━━━━━ Supplied material ━━━━━
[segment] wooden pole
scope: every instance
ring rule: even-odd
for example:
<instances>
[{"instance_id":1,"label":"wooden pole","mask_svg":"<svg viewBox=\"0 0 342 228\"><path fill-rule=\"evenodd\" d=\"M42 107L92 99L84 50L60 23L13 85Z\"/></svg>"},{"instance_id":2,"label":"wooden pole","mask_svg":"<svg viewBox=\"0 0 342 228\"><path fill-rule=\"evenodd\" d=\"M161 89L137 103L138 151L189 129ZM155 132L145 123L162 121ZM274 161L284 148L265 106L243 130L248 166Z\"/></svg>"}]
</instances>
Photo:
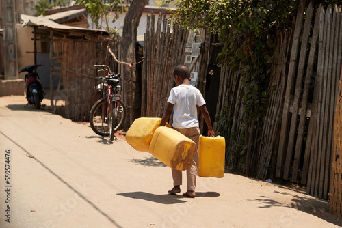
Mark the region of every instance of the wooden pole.
<instances>
[{"instance_id":1,"label":"wooden pole","mask_svg":"<svg viewBox=\"0 0 342 228\"><path fill-rule=\"evenodd\" d=\"M36 37L36 36L35 36ZM50 30L50 105L53 106L53 31ZM36 52L35 52L36 53Z\"/></svg>"}]
</instances>

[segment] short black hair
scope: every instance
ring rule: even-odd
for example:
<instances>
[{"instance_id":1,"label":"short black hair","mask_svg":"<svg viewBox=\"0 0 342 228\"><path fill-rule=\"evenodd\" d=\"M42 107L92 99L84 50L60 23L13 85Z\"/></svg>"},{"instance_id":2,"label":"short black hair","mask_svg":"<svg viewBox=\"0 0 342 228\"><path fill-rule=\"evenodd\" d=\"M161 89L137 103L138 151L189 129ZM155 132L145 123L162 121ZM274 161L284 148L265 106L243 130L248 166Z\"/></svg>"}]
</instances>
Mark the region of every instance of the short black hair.
<instances>
[{"instance_id":1,"label":"short black hair","mask_svg":"<svg viewBox=\"0 0 342 228\"><path fill-rule=\"evenodd\" d=\"M174 76L178 75L183 79L190 79L190 71L189 70L189 68L186 65L178 65L174 68L173 74Z\"/></svg>"}]
</instances>

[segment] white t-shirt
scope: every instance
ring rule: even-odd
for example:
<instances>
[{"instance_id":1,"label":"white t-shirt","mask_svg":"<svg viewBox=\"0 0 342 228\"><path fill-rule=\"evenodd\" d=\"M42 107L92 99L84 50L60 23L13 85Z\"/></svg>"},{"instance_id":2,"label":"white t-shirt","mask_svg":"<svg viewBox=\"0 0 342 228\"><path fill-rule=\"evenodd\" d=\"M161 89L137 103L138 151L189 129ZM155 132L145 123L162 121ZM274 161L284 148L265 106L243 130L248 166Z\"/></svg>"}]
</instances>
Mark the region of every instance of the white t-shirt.
<instances>
[{"instance_id":1,"label":"white t-shirt","mask_svg":"<svg viewBox=\"0 0 342 228\"><path fill-rule=\"evenodd\" d=\"M200 91L192 85L181 84L171 89L168 102L174 105L172 126L175 128L198 127L197 106L205 104Z\"/></svg>"}]
</instances>

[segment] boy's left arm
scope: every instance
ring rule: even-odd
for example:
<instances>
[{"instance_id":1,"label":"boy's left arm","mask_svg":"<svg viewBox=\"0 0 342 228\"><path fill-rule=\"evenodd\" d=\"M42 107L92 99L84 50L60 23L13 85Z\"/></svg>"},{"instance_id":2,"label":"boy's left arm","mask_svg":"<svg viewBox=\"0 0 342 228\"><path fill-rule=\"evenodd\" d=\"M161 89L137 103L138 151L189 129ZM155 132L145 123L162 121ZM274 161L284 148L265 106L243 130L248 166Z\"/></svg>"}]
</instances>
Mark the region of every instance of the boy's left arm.
<instances>
[{"instance_id":1,"label":"boy's left arm","mask_svg":"<svg viewBox=\"0 0 342 228\"><path fill-rule=\"evenodd\" d=\"M159 126L164 126L166 124L168 120L169 120L171 113L172 113L174 104L168 102L168 106L165 109L164 114L161 118L161 122L160 122Z\"/></svg>"},{"instance_id":2,"label":"boy's left arm","mask_svg":"<svg viewBox=\"0 0 342 228\"><path fill-rule=\"evenodd\" d=\"M208 112L208 109L207 109L207 106L205 106L205 104L203 104L200 106L200 109L202 112L202 115L203 115L203 117L205 117L207 126L208 126L208 136L215 137L213 126L211 126L211 120L210 120L210 115L209 113Z\"/></svg>"}]
</instances>

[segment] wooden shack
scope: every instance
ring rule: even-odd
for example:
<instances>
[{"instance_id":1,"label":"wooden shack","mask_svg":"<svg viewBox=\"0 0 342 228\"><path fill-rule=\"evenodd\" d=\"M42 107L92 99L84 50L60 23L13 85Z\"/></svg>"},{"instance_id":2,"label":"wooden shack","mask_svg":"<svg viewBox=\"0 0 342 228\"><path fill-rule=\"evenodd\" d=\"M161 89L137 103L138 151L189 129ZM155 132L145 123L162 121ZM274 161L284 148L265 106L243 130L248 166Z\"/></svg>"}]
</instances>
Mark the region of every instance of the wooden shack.
<instances>
[{"instance_id":1,"label":"wooden shack","mask_svg":"<svg viewBox=\"0 0 342 228\"><path fill-rule=\"evenodd\" d=\"M88 121L91 107L101 96L94 89L94 65L110 64L107 47L110 45L117 53L117 44L103 30L60 25L42 17L21 17L23 27L33 27L34 63L40 59L50 66L46 73L50 75L49 96L53 112L74 121ZM42 53L42 48L49 53Z\"/></svg>"}]
</instances>

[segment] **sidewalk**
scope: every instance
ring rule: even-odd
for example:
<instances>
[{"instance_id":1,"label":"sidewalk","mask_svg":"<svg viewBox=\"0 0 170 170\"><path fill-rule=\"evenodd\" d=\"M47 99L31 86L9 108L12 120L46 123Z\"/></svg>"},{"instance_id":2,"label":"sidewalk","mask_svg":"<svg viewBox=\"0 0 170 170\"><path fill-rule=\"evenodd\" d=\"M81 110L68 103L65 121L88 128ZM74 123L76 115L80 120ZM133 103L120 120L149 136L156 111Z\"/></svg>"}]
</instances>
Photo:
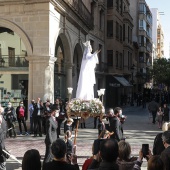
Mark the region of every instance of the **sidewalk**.
<instances>
[{"instance_id":1,"label":"sidewalk","mask_svg":"<svg viewBox=\"0 0 170 170\"><path fill-rule=\"evenodd\" d=\"M124 124L124 134L126 141L131 144L132 155L138 155L142 143L148 143L152 150L153 140L160 132L157 125L153 125L148 117L147 109L141 107L123 107L123 114L127 116ZM78 163L82 166L86 158L92 155L92 143L97 138L97 129L93 129L93 118L86 120L86 129L78 130L77 155ZM62 132L63 134L63 132ZM7 139L6 148L11 150L11 154L22 160L24 153L28 149L38 149L41 157L44 157L45 144L43 137L34 138L32 136L18 136L17 138ZM63 138L63 135L61 136ZM142 170L146 170L146 161L142 164ZM21 170L21 166L13 160L7 161L7 170Z\"/></svg>"}]
</instances>

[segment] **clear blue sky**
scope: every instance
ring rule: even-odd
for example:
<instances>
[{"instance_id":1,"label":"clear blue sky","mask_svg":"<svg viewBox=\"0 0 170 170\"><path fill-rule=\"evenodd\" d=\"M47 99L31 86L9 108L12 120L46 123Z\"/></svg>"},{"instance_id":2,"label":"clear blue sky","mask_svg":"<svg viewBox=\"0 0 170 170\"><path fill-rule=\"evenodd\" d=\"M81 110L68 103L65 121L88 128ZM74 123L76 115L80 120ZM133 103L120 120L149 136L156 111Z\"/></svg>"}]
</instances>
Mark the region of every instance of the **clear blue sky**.
<instances>
[{"instance_id":1,"label":"clear blue sky","mask_svg":"<svg viewBox=\"0 0 170 170\"><path fill-rule=\"evenodd\" d=\"M164 30L164 51L165 57L169 58L169 43L170 43L170 1L169 0L146 0L146 3L150 8L158 8L159 12L164 12L164 15L160 15L161 23Z\"/></svg>"}]
</instances>

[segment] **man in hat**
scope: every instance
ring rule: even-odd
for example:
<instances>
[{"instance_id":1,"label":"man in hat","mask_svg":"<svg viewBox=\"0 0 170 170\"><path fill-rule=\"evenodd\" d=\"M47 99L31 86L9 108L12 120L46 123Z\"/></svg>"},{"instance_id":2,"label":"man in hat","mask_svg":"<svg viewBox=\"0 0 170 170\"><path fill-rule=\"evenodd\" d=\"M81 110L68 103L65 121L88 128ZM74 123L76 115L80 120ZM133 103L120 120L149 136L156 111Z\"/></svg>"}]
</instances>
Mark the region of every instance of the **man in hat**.
<instances>
[{"instance_id":1,"label":"man in hat","mask_svg":"<svg viewBox=\"0 0 170 170\"><path fill-rule=\"evenodd\" d=\"M72 118L68 118L67 119L67 124L65 126L65 129L64 129L64 133L69 130L72 134L72 124L73 124L73 119Z\"/></svg>"},{"instance_id":2,"label":"man in hat","mask_svg":"<svg viewBox=\"0 0 170 170\"><path fill-rule=\"evenodd\" d=\"M161 153L161 159L165 165L165 169L170 169L170 131L165 131L162 134L162 142L164 144L164 151Z\"/></svg>"},{"instance_id":3,"label":"man in hat","mask_svg":"<svg viewBox=\"0 0 170 170\"><path fill-rule=\"evenodd\" d=\"M9 137L12 137L13 132L15 138L16 137L15 121L17 120L17 118L15 114L15 109L14 107L12 107L11 102L8 102L7 107L4 110L4 118L7 122Z\"/></svg>"}]
</instances>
━━━━━
#### Short problem:
Please select every line of the listing that contains the word "white" and copy each of those lines.

#### Output below:
[segment] white t-shirt
[{"instance_id":1,"label":"white t-shirt","mask_svg":"<svg viewBox=\"0 0 342 228\"><path fill-rule=\"evenodd\" d=\"M42 107L92 99L84 50L60 23L13 85Z\"/></svg>"},{"instance_id":2,"label":"white t-shirt","mask_svg":"<svg viewBox=\"0 0 342 228\"><path fill-rule=\"evenodd\" d=\"M161 89L137 103L138 151L189 129ZM155 132L145 123L162 121ZM274 161L284 148L265 106L243 130L248 166Z\"/></svg>"}]
Mark the region of every instance of the white t-shirt.
[{"instance_id":1,"label":"white t-shirt","mask_svg":"<svg viewBox=\"0 0 342 228\"><path fill-rule=\"evenodd\" d=\"M200 91L192 85L181 84L171 89L168 102L174 105L172 126L175 128L198 127L197 106L205 104Z\"/></svg>"}]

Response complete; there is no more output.